▶ _LIST OF TASKS_
1) Copy the shadow resumé between "Others have written" and "strong, system wide.", inclusive, changing "Comparative Literature" to "Romance Languages".
2) Carry the shadow resumé forward, picking up after its final entry.

Others have written shadow resumés of failures, but mine is of roads not taken. In the years in which I was realizing what my real interests were, I had these intuitions:

24-25. Realize I wanted a B.S. in Economics, and to go from there. (What I could have done, with my M.A. and partial Ph.D. in Comparative Literature, emphasizing Latin America: move programs, to Latin American Studies.)

25-28. Founding member of a union that is still going strong, system wide.

28-29. Realize I wanted to move from poetry and poetics to critical race theory.

30. Realize I would rather teach beginning Sociology, Anthropology, Political Science or History than beginning foreign languages.

31-32. Dream of a second Ph.D. in Near Eastern Studies, leading to work in international organizations.

34ff. Dream of the J.D., to work on immigration, trade, globalization, human rights, criminal defense, and the global prison industrial complex.

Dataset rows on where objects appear
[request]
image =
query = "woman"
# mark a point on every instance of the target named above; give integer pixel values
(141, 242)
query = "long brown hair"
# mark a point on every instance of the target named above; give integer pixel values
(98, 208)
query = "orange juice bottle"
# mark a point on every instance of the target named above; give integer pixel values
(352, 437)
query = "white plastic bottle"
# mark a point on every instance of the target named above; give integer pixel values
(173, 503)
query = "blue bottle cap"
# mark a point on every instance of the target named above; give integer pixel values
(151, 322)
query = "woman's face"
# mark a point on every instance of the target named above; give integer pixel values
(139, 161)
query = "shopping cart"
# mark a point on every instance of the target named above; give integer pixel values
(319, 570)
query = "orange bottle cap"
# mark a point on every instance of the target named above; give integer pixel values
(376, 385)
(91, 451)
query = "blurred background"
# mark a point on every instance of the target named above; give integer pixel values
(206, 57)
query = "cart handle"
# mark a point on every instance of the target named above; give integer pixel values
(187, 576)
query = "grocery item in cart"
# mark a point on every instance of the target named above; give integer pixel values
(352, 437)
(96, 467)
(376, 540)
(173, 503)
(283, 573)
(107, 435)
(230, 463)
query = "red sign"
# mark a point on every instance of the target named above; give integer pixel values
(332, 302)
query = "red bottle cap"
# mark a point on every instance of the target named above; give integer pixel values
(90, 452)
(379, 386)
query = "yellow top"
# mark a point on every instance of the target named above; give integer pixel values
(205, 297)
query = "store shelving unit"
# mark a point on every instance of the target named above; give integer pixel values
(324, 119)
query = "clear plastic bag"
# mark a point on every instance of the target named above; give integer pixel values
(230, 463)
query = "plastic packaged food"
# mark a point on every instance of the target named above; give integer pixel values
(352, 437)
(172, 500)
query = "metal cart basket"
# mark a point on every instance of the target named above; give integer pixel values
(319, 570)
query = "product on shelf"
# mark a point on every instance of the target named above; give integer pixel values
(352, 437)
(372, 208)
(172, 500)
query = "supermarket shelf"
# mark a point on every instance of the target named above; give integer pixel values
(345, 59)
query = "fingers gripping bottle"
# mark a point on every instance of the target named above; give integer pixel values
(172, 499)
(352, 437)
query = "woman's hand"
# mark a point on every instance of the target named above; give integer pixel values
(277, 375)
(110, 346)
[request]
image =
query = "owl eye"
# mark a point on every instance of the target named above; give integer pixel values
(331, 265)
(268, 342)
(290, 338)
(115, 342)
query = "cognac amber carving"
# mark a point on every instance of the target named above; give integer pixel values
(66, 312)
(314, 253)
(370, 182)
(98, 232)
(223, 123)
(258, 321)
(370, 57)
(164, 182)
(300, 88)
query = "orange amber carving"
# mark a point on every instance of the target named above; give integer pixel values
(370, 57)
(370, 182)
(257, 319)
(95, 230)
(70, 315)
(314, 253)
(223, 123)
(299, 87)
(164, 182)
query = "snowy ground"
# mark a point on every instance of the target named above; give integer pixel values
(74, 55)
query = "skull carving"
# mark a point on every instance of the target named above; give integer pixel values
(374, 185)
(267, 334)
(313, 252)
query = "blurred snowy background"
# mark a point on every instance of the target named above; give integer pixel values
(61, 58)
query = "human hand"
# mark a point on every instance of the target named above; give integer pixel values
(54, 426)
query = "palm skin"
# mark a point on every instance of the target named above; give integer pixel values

▶ _ANSWERS TO EACH TASK_
1)
Others have written shadow resumés of failures, but mine is of roads not taken. In the years in which I was realizing what my real interests were, I had these intuitions:

24-25. Realize I wanted a B.S. in Economics, and to go from there. (What I could have done, with my M.A. and partial Ph.D. in Romance Languages, emphasizing Latin America: move programs, to Latin American Studies.)

25-28. Founding member of a union that is still going strong, system wide.

2)
42ff. Intense work on program building, student and faculty rights, funding, research support, curriculum modernization, governance, academic freedom.

In retrospect it is quite clear what I was discovering during those ten years. I acted on none of this because I had already gone so far on this road.

Now I must stay on this road but must cause it to resemble those roads as much as I can. At least I am in Spanish, a more convenient field than some.

There is something else as well: the reason I was always attracted to the fields I was was that nobody in the family was in them, knew about them, approved of them.
I felt, and feel free in them, autonomous, my own person in ways I never could allow myself to be in arts or humanities or literature.

Axé.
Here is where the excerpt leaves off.